WORK TASK:
The entries below are to be written out again without alteration.

[Stored entries]

┌────────

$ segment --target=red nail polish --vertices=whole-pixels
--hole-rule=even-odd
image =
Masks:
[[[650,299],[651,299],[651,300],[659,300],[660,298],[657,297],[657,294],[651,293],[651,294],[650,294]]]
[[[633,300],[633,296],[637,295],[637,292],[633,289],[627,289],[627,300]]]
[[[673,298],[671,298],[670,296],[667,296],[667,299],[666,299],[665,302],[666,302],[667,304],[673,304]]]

└────────

ANSWER SECTION:
$ segment --target=red nail polish --vertices=whole-pixels
--hole-rule=even-odd
image =
Masks:
[[[650,299],[651,299],[651,300],[659,300],[660,298],[657,297],[657,294],[651,293],[651,294],[650,294]]]
[[[633,300],[633,296],[637,295],[637,292],[633,289],[627,289],[627,300]]]
[[[673,298],[671,298],[670,296],[667,296],[667,299],[666,299],[665,302],[666,302],[667,304],[673,304]]]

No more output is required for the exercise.